Rewrite the material below, replacing every "rough mask" with "coarse mask" and changing nothing else. Omit the pictures from your answer.
* * * * *
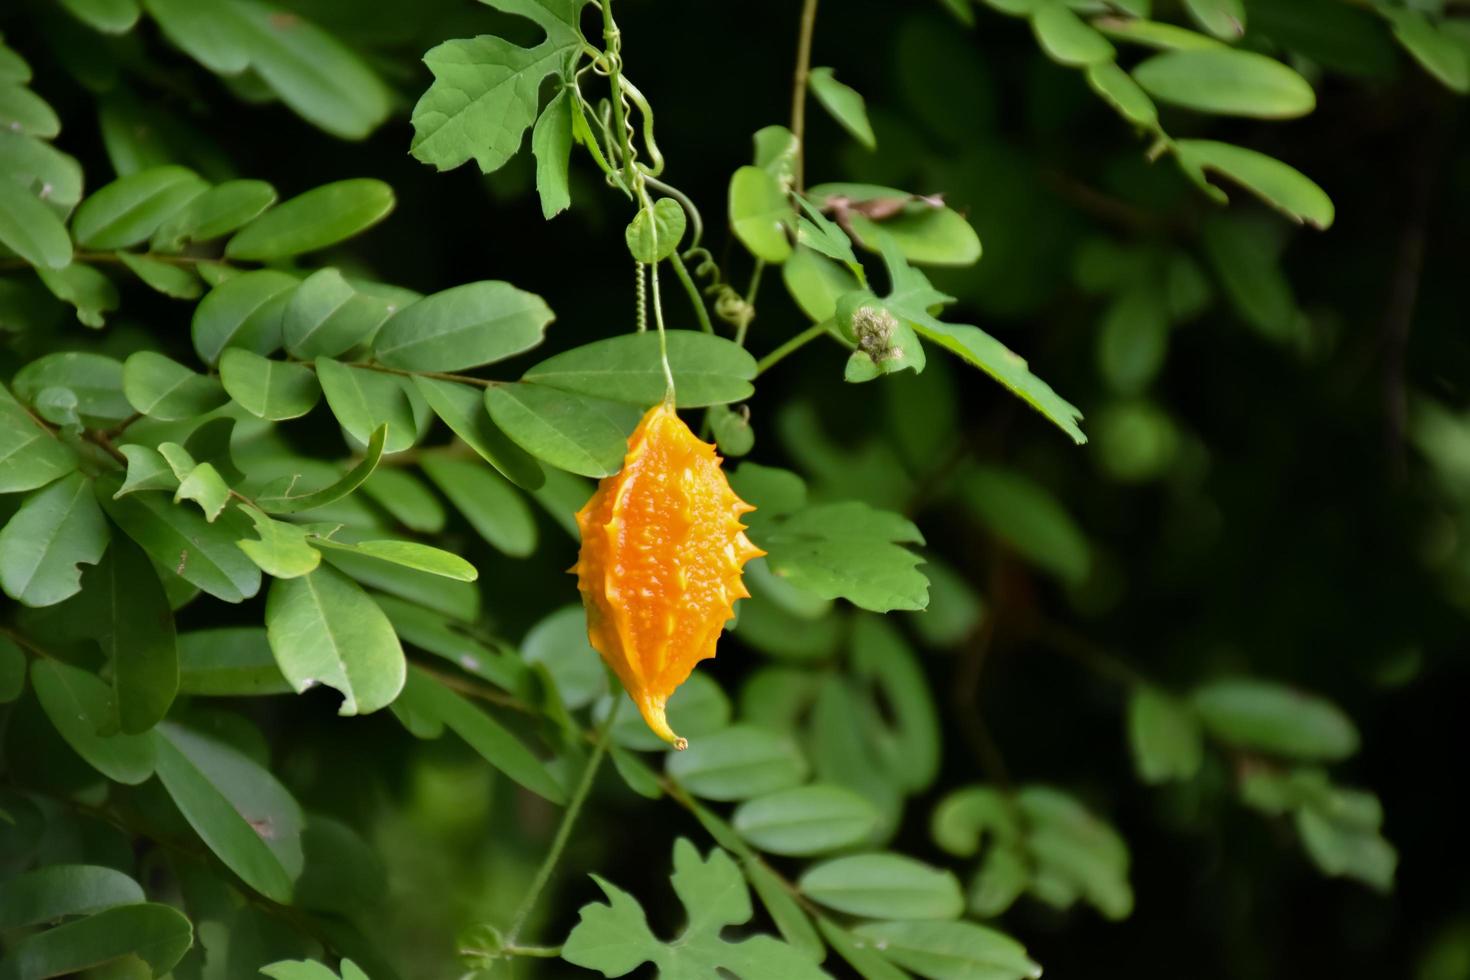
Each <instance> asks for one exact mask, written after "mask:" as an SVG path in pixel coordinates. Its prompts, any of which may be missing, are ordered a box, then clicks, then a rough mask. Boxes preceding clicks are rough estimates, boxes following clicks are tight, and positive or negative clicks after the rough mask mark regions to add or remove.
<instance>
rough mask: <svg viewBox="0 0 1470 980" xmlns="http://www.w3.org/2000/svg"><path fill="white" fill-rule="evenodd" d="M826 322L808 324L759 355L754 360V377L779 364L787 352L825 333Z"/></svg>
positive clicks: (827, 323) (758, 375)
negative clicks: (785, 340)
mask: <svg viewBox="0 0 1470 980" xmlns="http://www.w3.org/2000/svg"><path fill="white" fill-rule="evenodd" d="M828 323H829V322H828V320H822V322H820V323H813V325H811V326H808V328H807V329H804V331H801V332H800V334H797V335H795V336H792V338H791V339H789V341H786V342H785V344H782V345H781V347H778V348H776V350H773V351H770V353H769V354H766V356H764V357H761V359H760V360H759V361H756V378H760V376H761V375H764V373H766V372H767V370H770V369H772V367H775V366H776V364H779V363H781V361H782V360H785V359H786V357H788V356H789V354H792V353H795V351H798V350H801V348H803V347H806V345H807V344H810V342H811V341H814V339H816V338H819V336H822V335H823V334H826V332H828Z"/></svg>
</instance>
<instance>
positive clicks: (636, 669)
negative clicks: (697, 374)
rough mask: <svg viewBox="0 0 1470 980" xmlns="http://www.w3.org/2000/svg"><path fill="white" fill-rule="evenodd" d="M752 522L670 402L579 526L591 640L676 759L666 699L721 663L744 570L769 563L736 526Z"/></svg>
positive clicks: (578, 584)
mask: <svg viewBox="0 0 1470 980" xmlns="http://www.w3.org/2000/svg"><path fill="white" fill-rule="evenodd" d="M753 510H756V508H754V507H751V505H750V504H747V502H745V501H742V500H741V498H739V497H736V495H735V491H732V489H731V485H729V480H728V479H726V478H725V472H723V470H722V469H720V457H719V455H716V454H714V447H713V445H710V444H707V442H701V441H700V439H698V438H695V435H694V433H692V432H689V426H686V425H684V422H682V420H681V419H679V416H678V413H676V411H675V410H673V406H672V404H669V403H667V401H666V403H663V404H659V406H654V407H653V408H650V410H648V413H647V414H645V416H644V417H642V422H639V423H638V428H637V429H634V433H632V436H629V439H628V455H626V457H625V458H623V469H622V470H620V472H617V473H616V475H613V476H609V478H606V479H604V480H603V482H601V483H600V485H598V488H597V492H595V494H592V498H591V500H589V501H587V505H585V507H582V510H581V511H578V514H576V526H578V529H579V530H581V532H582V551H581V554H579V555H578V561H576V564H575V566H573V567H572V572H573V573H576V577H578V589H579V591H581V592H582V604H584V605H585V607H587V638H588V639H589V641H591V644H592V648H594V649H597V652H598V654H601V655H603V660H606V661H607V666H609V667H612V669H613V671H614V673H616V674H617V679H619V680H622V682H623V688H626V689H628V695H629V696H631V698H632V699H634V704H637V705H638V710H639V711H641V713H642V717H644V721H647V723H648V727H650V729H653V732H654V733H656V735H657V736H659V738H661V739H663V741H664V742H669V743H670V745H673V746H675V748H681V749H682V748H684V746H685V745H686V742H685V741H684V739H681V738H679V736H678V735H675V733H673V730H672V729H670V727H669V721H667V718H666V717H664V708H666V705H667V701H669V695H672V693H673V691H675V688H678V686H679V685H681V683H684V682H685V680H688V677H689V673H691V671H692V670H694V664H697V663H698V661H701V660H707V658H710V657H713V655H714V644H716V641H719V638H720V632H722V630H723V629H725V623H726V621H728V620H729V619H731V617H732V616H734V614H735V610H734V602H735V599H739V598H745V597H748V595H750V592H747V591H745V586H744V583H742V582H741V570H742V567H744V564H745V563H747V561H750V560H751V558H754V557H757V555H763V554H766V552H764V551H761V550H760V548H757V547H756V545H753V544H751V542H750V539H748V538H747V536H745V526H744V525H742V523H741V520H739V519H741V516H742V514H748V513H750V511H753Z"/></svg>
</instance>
* * * * *
PROBLEM SOLUTION:
Each <instance> asks for one exact mask, written after "mask:" as an SVG path in pixel coordinates. Its prompts, any of which may be missing, are ordered a box, then clicks, then a coarse mask. Boxes preceding clicks are rough estimates, boxes following clicks are tight, and positive or negative clicks after the coarse mask mark regions to add or remove.
<instance>
coarse mask: <svg viewBox="0 0 1470 980" xmlns="http://www.w3.org/2000/svg"><path fill="white" fill-rule="evenodd" d="M826 322L808 324L759 355L754 360V377L779 364L787 352L825 333Z"/></svg>
positive clicks: (827, 323) (758, 375)
negative clicks: (785, 340)
mask: <svg viewBox="0 0 1470 980" xmlns="http://www.w3.org/2000/svg"><path fill="white" fill-rule="evenodd" d="M828 323H829V322H828V320H822V322H820V323H813V325H811V326H808V328H807V329H804V331H801V332H800V334H797V335H795V336H792V338H791V339H789V341H786V342H785V344H782V345H781V347H778V348H776V350H773V351H770V353H769V354H766V356H764V357H761V359H760V360H759V361H756V378H760V376H761V375H764V373H766V372H767V370H770V369H772V367H775V366H776V364H779V363H781V361H782V360H785V359H786V357H788V356H789V354H792V353H795V351H798V350H801V348H803V347H806V345H807V344H810V342H811V341H814V339H816V338H819V336H822V335H823V334H826V332H828Z"/></svg>
</instance>
<instance>
positive clicks: (636, 669)
negative clicks: (697, 374)
coarse mask: <svg viewBox="0 0 1470 980" xmlns="http://www.w3.org/2000/svg"><path fill="white" fill-rule="evenodd" d="M752 522L670 402L579 526L591 640L676 759L666 699L721 663L744 570L769 563L736 526Z"/></svg>
positive clicks: (578, 584)
mask: <svg viewBox="0 0 1470 980" xmlns="http://www.w3.org/2000/svg"><path fill="white" fill-rule="evenodd" d="M753 510H756V508H754V507H751V505H750V504H747V502H745V501H742V500H741V498H739V497H736V495H735V491H732V489H731V485H729V480H728V479H726V478H725V472H723V470H722V469H720V457H719V455H716V454H714V447H713V445H710V444H707V442H701V441H700V439H698V438H695V435H694V433H692V432H689V426H686V425H684V422H682V420H681V419H679V416H678V413H676V411H675V410H673V406H672V404H669V403H667V401H666V403H663V404H659V406H654V407H653V408H650V410H648V413H647V414H645V416H644V417H642V422H639V423H638V428H637V429H634V433H632V436H629V439H628V455H626V457H625V458H623V469H622V470H620V472H617V473H616V475H613V476H609V478H606V479H604V480H603V482H601V483H600V485H598V488H597V492H595V494H592V498H591V500H589V501H587V505H585V507H582V510H581V511H578V514H576V526H578V529H579V530H581V532H582V551H581V554H579V555H578V561H576V564H575V566H573V567H572V572H573V573H576V577H578V589H579V591H581V592H582V604H584V605H585V607H587V638H588V639H589V641H591V644H592V648H594V649H597V652H598V654H601V655H603V660H606V661H607V666H609V667H612V669H613V671H614V673H616V674H617V679H619V680H622V682H623V688H626V689H628V695H629V696H631V698H632V699H634V704H637V705H638V710H639V711H641V713H642V717H644V721H647V723H648V727H650V729H653V732H654V733H656V735H657V736H659V738H661V739H663V741H664V742H669V743H670V745H673V746H675V748H681V749H682V748H684V746H685V745H686V742H685V741H684V739H681V738H679V736H678V735H675V733H673V730H672V729H670V727H669V721H667V718H666V717H664V708H666V705H667V701H669V695H672V693H673V691H675V688H678V686H679V685H681V683H684V682H685V680H688V677H689V673H691V671H692V670H694V664H697V663H698V661H701V660H707V658H710V657H713V655H714V644H716V641H719V638H720V632H722V630H723V629H725V623H726V621H728V620H729V619H731V617H732V616H734V614H735V610H734V602H735V599H739V598H745V597H748V595H750V592H747V591H745V586H744V583H742V582H741V570H742V567H744V564H745V563H747V561H750V560H751V558H754V557H757V555H763V554H766V552H764V551H761V550H760V548H757V547H756V545H753V544H751V542H750V539H748V538H747V536H745V526H744V525H742V523H741V520H739V519H741V516H742V514H748V513H750V511H753Z"/></svg>
</instance>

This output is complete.